Document section =
OJ Simpson’s ‘lost confession’
WHAT happened on the night of June 12, 1994 when Nicole Brown Simpson and Ronald Goldman were brutally murdered? Disgraced football player OJ Simpson may have some insight.
Fox in the US will air a two-hour special titled O.J. Simpson: The Lost Confession this morning Australian time, a never seen 2006 interview with book publisher Judith Regan in which he detailed a "hypothetical" account about the slayings of his ex-wife and her friend.
The special, hosted by Soledad O'Brien, will also feature a panel of analysts, including Christopher Darden, one of Simpson's prosecutors from his criminal trial, as well as Eve Shakti Chen, a representative for Nicole's family.
Simpson, 70, was famously found not guilty in 1995 during the "trial of the century".
In 2006, HarperCollins announced the publication of a book titled If I Did It in which Simpson would describe how the real murderer would have committed the brutal killings.
After public outrage, the publishing giant cancelled the book. A Florida bankruptcy court awarded the book's rights to the Goldmans, and they published it in 2007.
Executive producer Terry Wrong revealed in a teleconference on Thursday the families of the victims are aware the unseen footage will be televised and have given the broadcast their blessing.
"Their thinking is we know he's free again, we know him and we'll think he'll hang himself in this interview by implicating himself, so let's see it," said Wrong. "Let everybody see it."
Wrong revealed the tapes were originally shelved because the families were worried Simpson would profit from granting an interview.
"They feared O.J. would be paid," said Wrong. "The decision was made not to do it … Eventually, it was brought up to Fox executives that these tapes existed still … I went and looked and sure enough, it was incredibly riveting."
Wrong added someone from the production team had reached out to Simpson's reps, but they never received any response.
During a screening for journalists held on Thursday, viewers witnessed how Simpson was asked to speculate "what might have happened" on the evening of the double homicide. He initially hesitated, claiming "it's not easy to discuss."
Still, Simpson opened up.
Hypothetically speaking, Simpson claimed that on the night of June 12, he was accompanied by a friend named Charlie to Nicole's Brentwood home. He felt Nicole was spending time with a questionable crowd and was concerned for their two children.
In the teleconference, the executive producer said he believes Charlie to be an alter ego made up by Simpson.
"This guy Charlie shows up, a guy who I recently became friends with," said Simpson. "And I don't know why he went by Nicole's house, but he told me, 'You wouldn't believe what's going on over there.' And I remember thinking whatever's going on over there, it's gotta stop."
Simpson added that in his car he stashed a knife "for the crazies," alleging the weapon was carried for protection and was easier to travel with than a gun.
Simpson then alleged that outside the home, he was confronted by Goldman and Nicole.
"As things got heated, Nicole fell and hurt herself," he said.
He added Goldman "kind of got into a karate thing," which prompted him to say, "Well, you think you can kick my ass?"

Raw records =
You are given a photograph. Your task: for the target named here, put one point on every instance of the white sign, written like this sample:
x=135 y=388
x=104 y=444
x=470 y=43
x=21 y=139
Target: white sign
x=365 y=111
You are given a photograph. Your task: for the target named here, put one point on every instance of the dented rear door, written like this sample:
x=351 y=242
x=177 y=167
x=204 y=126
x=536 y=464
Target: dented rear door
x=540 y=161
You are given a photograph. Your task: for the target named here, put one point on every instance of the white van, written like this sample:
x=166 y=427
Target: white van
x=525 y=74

--

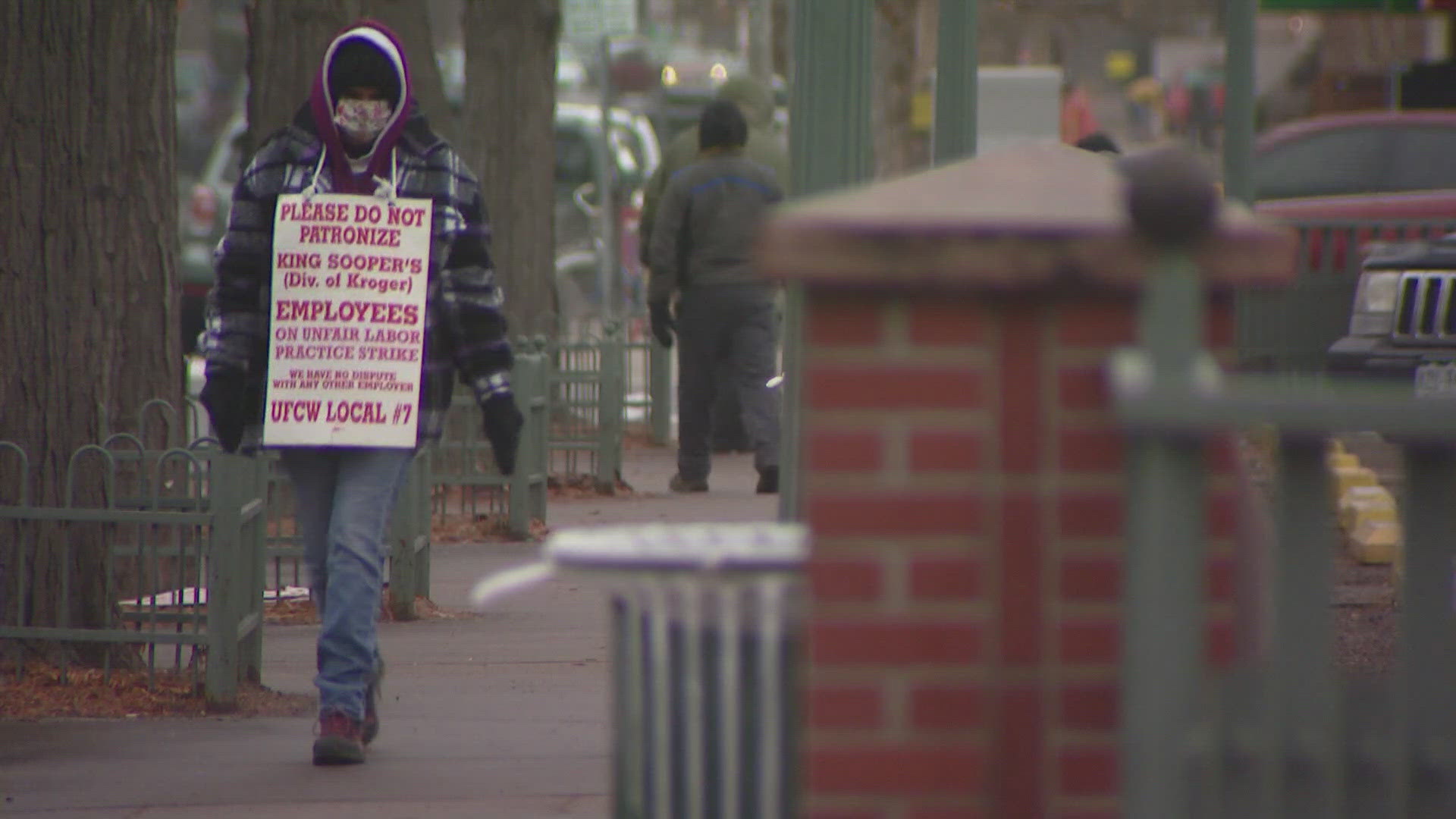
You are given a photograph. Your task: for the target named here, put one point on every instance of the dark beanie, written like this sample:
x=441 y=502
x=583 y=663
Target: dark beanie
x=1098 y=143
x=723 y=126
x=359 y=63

Problems and tasks =
1. Answer these questions about the article on the O.J. Simpson special:
(a) Who hosts the special?
(b) In what year did the Goldmans publish the book?
(c) What did Simpson say he stashed in his car?
2. In the entries, change "point" to "marker" in the lines starting at the one containing "white sign, written" and ending at the one containing "x=540 y=161", and give back only those lines.
The article and the entries have no connection to each other.

Answers by task =
1.
(a) Soledad O'Brien
(b) 2007
(c) A knife

2.
You are given a photograph. Your task: for the target named here, put one marker on every instance of the white sign, written like this sample:
x=135 y=388
x=104 y=444
x=470 y=43
x=21 y=139
Target: white sign
x=365 y=111
You are given a photograph. Your task: for the target named here, put one marker on every instance of the dented rear door, written like this sample:
x=351 y=242
x=177 y=167
x=204 y=126
x=536 y=464
Target: dented rear door
x=540 y=161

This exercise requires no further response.